PAGE TEXT Block Start

Author: Zuguang Gu ( z.gu@dkfz.de )
Date: 2024-05-01
Package version: 1.37.0
Trellis graph is a type of graph which splits data by certain conditions and visualizes subset of data in each category parallel. In genomic data analysis, the conditional variable is mostly the chromosome. The advantage of Trellis graph is it can easily reveal multiple variable relationship behind the data. In R, lattice and ggplot2 package can make Trellis graph, however, specially for whole genome level plot, they are limited in:
For a single continuous region, multiple tracks are supported in ggbio and Gviz. But if you want to compare more than one regions, things will be complex. Due to the design of ggbio or Gviz, it will not be so efficient to visualize e.g. larger than 10 regions at a same time.
Here, gtrellis provides a flexible way to arrange genomic categories. It has following advantages:
gtrellis aims to arrange genomic categories as Trellis style and supports multiple tracks for visualization. In this package, initializating the layout and adding graphics are independent. After initialization of the layout, intersection between tracks and genomic categories are named cell or panel, and each cell is an independent plotting region (actually, each cell is a viewport in grid system) that self-defined graphics can be added afterwards.
gtrellis is implemented in grid graphic system, so, in order
to add graphics in each cell, users need to use low-level graphic functions
(grid.points
, grid.lines
, grid.rect
, …) which are quite similar as those in
classic graphic system.
gtrellis_layout()
is used to create the global layout. By default, it initializes the layout
with hg19 and puts all chromosomes in one row. Each chromosome has only one track and
range on y-axis is 0 to 1.
library(gtrellis)
gtrellis_layout()
category
can be used to set subset of chromosomes as well as the order of chromosomes.
gtrellis_show_index()
here is an assistant function to add the information to each cell, just for demonstration purpose in this vignette.
gtrellis_layout(category = c("chr3", "chr1"))
gtrellis_show_index()
Other species are also supported as long as corresponding chromInfo files exist on UCSC ftp.
E.g. chromInfo file for mouse (mm10) is http://hgdownload.cse.ucsc.edu/goldenpath/mm10/database/chromInfo.txt.gz.
Since there may be many short scaffolds in chromInfo file, if category
is not specified, gtrellis
will first remove these
short scaffolds before making the plot. Also non-normal chromosomes (e.g. “chr1_xxxxxx”) will also be removed.
Sometimes this detection is not always correct, if you find chromosomes shown on the plot is not what you expect, set category
manually.
gtrellis_layout(species = "mm10")
gtrellis_show_index()
You can put chromosomes on multiple rows by specifying nrow
or/and ncol
. For chromosomes in the same column,
the corresponding width is the width of the longest chromosome in that column and short
chromosomes will be extended with empty areas.

PAGE TEXT Block End
DATA FOR REVIEW Block Start

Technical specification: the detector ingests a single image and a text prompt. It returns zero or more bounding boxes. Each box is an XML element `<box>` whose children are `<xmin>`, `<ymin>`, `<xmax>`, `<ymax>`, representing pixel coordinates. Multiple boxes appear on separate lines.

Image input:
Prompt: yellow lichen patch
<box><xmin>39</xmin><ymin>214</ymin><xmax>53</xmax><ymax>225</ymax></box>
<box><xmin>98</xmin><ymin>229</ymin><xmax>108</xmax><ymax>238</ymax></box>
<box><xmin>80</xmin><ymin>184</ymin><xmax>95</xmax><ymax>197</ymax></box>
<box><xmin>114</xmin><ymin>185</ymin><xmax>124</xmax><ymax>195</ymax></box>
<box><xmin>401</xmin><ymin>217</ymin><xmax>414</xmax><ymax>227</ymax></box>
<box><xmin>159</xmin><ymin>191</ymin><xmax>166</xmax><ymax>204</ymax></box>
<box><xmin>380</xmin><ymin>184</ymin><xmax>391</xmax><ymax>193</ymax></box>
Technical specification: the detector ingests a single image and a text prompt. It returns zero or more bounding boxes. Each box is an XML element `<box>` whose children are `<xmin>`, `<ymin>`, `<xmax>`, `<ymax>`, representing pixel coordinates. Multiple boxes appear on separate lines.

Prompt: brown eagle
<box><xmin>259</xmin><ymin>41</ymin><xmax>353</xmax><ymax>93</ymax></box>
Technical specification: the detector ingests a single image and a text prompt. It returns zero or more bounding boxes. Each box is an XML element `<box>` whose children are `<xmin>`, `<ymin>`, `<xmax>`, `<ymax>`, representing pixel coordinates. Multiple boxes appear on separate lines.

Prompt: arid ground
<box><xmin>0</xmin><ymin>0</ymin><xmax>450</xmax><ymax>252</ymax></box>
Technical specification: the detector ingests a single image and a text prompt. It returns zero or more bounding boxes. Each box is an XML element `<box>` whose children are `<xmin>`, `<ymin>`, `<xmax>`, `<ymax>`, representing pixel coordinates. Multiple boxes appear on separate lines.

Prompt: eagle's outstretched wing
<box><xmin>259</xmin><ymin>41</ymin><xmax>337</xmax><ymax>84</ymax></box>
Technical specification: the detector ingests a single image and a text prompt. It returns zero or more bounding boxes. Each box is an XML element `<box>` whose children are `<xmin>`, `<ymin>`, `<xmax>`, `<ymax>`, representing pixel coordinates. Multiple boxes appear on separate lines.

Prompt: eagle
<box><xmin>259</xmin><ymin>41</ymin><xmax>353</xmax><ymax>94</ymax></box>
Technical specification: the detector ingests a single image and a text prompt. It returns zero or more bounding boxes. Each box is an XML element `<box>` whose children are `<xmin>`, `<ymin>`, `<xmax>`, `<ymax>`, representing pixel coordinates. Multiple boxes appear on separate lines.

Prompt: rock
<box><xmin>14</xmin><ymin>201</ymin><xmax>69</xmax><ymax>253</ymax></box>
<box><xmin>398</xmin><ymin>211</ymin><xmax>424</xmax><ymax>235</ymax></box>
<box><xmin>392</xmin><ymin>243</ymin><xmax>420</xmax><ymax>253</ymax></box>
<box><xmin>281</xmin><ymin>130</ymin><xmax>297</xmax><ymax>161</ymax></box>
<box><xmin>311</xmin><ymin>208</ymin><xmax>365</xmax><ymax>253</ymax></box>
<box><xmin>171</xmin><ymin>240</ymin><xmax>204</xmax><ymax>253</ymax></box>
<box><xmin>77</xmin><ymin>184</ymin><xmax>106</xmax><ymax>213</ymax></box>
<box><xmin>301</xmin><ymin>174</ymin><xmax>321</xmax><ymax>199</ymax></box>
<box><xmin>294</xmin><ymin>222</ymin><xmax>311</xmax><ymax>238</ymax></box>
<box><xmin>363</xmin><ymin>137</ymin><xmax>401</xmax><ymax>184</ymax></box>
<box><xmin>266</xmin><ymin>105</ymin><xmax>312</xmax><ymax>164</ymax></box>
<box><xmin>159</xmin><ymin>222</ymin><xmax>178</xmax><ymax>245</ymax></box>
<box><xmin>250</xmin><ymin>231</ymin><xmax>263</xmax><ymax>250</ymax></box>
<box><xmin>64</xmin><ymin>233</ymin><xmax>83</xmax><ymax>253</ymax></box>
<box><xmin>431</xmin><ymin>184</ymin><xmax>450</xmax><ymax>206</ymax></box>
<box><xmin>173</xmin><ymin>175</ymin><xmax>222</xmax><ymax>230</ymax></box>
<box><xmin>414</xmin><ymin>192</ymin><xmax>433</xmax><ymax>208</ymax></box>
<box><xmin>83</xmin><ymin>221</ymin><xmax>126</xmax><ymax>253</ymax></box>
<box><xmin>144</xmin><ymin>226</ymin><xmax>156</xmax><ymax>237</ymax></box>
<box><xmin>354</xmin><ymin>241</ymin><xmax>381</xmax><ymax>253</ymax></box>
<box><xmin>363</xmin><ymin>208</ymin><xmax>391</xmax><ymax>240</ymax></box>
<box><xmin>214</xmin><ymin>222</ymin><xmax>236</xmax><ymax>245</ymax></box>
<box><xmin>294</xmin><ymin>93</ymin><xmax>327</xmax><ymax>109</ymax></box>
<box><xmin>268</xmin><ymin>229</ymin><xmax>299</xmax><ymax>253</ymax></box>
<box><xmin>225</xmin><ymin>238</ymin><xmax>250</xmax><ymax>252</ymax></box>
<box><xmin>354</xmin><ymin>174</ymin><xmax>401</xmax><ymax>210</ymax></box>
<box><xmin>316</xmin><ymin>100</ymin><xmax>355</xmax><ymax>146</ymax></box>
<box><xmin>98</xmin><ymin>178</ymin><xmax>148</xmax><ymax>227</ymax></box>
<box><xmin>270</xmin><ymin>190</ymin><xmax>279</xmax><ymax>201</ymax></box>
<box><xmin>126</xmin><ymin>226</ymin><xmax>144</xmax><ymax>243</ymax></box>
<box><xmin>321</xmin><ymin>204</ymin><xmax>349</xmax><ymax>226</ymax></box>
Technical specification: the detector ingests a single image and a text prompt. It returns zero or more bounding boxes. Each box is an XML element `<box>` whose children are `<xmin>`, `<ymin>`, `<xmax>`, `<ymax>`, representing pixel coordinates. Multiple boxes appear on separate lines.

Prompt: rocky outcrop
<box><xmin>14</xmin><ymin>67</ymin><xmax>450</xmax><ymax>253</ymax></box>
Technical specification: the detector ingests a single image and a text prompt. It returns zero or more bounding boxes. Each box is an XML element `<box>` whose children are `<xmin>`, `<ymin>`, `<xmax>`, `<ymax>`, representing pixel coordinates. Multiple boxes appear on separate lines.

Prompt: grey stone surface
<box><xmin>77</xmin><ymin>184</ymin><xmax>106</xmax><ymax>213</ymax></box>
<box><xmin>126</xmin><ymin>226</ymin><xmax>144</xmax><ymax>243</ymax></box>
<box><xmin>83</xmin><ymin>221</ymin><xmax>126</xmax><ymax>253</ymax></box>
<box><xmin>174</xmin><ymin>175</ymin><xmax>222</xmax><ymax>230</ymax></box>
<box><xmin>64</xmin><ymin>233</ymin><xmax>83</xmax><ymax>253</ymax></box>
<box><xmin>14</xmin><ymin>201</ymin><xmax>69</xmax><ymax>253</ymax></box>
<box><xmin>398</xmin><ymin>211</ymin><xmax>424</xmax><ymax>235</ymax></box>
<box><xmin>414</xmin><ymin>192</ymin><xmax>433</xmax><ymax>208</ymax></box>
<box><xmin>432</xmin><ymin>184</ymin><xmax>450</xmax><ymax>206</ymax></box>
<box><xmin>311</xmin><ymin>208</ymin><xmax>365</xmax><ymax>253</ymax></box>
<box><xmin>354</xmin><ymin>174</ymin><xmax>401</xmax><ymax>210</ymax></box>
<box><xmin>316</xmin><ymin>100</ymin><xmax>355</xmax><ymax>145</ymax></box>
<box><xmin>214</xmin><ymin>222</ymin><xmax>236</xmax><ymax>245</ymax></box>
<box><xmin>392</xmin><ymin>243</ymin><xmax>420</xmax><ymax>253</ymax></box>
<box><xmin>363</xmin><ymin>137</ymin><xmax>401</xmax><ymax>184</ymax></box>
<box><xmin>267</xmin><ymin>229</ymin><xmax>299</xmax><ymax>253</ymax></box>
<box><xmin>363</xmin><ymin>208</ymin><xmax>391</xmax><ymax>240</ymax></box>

DATA FOR REVIEW Block End

WHAT IS REQUIRED: Write the next part of the gtrellis vignette, picking up right after its last sentence about chromosomes in the same column.

EXERCISE RESPONSE:
gtrellis_layout(nrow = 3)
gtrellis_show_index()
gtrellis_layout(ncol = 5)
gtrellis_show_index()
You can set byrow
argument to arrange chromosomes either by rows or by columns.
As explained before, by default chromosomes in the same column will share
the length of the longest one. It is better to put chromosomes with similar length
in a same column.
gtrellis_layout(ncol = 5, byrow = FALSE)
gtrellis_show_index()
If equal_width
is set to TRUE
, the layout will be a ‘standard’ Trellis layout.
All chromosomes will share the same range on x-axis (length of the longest chromosome)
and short chromosomes will be extended with empty areas.
gtrellis_layout(equal_width = TRUE)
gtrellis_show_index()
Make all columns having equal width and also set multiple rows.
gtrellis_layout(ncol = 5, byrow = FALSE, equal_width = TRUE)
gtrellis_show_index()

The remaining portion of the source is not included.